Your goal
Pictures do not belong in your copy. Repeat all the other data exactly.

Data rows
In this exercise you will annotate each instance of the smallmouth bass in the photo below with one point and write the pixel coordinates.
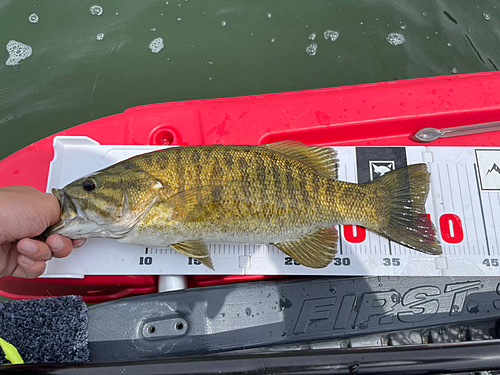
(285, 193)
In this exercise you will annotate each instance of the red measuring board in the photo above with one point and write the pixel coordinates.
(379, 114)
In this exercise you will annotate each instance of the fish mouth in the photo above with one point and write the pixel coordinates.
(70, 212)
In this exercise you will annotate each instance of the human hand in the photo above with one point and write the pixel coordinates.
(25, 213)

Task solution
In this exercise you will annotate each instance of the smallmouth bass in the photo below with one point and write the pixel coordinates.
(285, 193)
In this exercise you will annotate each instance of the red measuring board in the photo above with one point and write the pixel coordinates.
(379, 114)
In this exercise you will annotate each instance of the fish mouth in the photo above with one point and write the pixel coordinates.
(70, 212)
In this exercise you will annotate each instance of the human hand in the photo above with one point and write the pixel coordinates.
(25, 213)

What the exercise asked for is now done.